• twelvechairs 6 hours ago

    One thing worth noting is lack of fire safety. Not only did the crystal palace burn down but also most of the similar steel and glass exhibition centres built internationally (of which the crystal palace was the first very large one)

    • bruce511 3 hours ago

      Not only that, but construction in general operated in a far different regulatory environment.

      Imagine King Charles today proposing a 990 000 square foot structure in Hyde Park. Get Design. Build structure. How hard could it be?

      Today there are more voices. Queen Victoria simply decreed, and it was done. Today building the structure would be fast. Getting permission to build it would take decades (even for the King) and cost a fortune.

      Savehydepark.com would be a domain in seconds.

      The mulberry harbours were built in a day with scant regard to the views of the locals.

      • rkosk an hour ago

        Victoria didn't decree anything. There was a commission set up by the government a year or two before the Great Exhibition to oversee things and the purchasing of land and funding for construction was subject to parliamentary debate and approval.

        Your comment about the Mulberry harbours is quite baffling. Are you seriously suggesting that a modern day military operation on the scale of Overlord would be subject to local consultations?

        • neilwilson 2 hours ago

          We retain the capacity in the UK to do just that.

          Parliament sits above the courts as effectively the Supreme Court of the UK, where everybody's interests are notionally represented (the current mis-named 'supreme court' is really just the Court of the United Kingdom). The King, via the Ministers of the Crown, could propose a building as a Bill in Parliament. If Parliament then passes that as an Act, then it will happen and nothing can stop it from happening. Including using the Army to detain and remove protestors if necessary. All it needs is the relevant sections in the Act.

          Recovering this power is why Brexit was so important. With it we can build the green infrastructure we need as we built the railways - via dictatorial Acts of Parliament that brook no opposition.

          Now all we need are MPs prepared to use that power to save us from oblivion.

          • thedavibob 23 minutes ago

            > Recovering this power is why Brexit was so important. With it we can build the green infrastructure we need as we built the railways - via dictatorial Acts of Parliament that brook no opposition.

            Like, for example, the High Speed Rail (London-West Midlands) Act, which passed in 2017 and was pootling through parliament from 2013? i.e. almost entirely before even the Brexit referendum, and definitely before Brexit?

- - - -

■ **Written problem A**:
Answer these questions from the comment thread:
(i) What floor area does the structure that King Charles is imagined proposing in Hyde Park have?
(ii) According to rkosk, what did the government set up a year or two before the Great Exhibition?
(iii) Which Act does thedavibob cite as an example, and in what year did it pass?
■ **Written problem B**: Quote the stretch of the comment thread from "Not only that, but" through "domain in seconds.", word for word.

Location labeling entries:
- - - -

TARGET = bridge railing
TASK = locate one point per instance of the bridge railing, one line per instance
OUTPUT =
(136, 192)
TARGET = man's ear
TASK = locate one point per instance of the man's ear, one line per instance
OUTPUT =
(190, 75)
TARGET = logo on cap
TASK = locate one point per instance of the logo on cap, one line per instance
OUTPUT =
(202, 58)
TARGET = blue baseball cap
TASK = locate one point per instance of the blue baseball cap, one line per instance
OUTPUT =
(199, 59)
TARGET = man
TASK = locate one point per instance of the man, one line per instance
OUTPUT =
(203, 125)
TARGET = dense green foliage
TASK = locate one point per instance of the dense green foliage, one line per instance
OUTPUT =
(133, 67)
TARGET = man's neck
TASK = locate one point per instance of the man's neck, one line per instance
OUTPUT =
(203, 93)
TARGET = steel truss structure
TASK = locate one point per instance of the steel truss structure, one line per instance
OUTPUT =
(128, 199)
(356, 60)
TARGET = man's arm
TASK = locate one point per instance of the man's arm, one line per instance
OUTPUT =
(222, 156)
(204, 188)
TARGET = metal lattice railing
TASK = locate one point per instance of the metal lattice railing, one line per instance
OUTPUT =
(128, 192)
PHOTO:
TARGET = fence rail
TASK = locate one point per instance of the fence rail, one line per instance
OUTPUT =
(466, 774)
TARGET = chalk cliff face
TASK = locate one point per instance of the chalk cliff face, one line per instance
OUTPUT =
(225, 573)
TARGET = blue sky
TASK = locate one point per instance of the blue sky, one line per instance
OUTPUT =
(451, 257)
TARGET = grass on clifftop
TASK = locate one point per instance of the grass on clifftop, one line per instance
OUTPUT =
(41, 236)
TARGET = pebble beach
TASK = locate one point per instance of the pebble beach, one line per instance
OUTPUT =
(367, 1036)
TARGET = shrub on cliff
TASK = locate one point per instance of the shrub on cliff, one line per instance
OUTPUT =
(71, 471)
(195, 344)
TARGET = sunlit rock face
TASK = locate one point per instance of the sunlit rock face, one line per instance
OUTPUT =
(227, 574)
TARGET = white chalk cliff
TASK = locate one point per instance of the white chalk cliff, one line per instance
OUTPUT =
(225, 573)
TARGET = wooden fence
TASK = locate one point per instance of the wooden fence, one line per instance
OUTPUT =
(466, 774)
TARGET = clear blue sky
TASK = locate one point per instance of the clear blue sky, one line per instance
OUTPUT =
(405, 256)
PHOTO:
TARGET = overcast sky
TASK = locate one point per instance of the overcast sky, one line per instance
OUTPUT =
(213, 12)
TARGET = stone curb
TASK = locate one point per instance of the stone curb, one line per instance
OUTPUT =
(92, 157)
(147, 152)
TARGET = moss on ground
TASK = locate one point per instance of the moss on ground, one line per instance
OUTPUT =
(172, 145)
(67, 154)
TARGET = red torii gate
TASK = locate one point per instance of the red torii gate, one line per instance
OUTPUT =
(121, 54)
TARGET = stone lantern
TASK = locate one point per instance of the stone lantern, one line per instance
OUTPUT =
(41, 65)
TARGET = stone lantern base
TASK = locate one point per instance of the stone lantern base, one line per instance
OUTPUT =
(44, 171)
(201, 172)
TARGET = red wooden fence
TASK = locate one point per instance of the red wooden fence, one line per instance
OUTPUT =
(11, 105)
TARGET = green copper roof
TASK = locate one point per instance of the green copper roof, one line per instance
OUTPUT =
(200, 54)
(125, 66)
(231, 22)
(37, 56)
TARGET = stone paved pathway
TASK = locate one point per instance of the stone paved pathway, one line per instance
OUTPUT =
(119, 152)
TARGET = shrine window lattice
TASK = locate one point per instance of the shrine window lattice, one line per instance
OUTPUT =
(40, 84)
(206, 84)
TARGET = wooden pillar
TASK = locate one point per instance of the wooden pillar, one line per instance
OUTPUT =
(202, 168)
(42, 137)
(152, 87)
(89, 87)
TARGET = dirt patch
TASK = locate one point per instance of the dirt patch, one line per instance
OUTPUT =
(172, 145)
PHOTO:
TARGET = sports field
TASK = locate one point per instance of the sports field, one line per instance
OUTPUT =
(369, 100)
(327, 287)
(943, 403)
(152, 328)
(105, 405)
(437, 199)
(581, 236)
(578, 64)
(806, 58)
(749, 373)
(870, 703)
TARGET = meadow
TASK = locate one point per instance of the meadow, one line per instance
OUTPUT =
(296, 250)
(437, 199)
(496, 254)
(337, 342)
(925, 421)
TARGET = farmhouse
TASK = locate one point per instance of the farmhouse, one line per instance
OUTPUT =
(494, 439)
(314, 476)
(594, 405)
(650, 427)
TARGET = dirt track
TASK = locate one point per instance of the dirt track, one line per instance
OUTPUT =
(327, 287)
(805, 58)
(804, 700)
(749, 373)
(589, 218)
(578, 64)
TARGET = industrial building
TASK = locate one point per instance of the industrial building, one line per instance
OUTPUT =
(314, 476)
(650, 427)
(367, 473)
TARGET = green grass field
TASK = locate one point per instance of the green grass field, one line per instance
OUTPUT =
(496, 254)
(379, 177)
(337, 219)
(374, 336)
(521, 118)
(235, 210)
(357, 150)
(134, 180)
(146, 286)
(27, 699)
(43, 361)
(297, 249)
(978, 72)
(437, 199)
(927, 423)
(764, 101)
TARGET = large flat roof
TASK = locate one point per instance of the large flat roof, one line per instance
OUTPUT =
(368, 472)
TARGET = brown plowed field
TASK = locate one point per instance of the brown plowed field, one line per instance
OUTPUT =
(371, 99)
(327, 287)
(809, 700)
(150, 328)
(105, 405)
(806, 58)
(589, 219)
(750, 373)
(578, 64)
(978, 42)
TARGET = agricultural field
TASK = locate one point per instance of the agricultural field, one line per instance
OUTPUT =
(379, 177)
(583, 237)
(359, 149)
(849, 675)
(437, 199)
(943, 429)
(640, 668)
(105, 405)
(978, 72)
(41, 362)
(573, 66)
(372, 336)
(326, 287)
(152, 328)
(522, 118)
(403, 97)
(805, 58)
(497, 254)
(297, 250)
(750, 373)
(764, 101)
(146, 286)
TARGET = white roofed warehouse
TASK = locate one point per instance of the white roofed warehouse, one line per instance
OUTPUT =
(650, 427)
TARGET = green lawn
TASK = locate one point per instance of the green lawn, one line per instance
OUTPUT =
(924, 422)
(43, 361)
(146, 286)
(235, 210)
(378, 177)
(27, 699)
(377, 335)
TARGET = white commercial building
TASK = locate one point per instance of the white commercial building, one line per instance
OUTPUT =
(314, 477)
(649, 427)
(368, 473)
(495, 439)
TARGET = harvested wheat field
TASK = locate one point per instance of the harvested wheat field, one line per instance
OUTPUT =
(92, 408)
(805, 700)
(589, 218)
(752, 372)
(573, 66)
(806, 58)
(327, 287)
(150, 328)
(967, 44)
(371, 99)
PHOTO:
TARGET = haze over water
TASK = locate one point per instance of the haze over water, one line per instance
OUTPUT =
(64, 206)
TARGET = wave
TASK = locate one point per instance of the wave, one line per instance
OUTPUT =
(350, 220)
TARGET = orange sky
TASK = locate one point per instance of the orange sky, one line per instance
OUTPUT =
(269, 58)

- - - -

■ **Reply A**:
(i) 990 000 square feet
(ii) A commission to oversee things
(iii) The High Speed Rail (London-West Midlands) Act, which passed in 2017

■ **Reply B**:
Not only that, but construction in general operated in a far different regulatory environment.

      Imagine King Charles today proposing a 990 000 square foot structure in Hyde Park. Get Design. Build structure. How hard could it be?

      Today there are more voices. Queen Victoria simply decreed, and it was done. Today building the structure would be fast. Getting permission to build it would take decades (even for the King) and cost a fortune.

      Savehydepark.com would be a domain in seconds.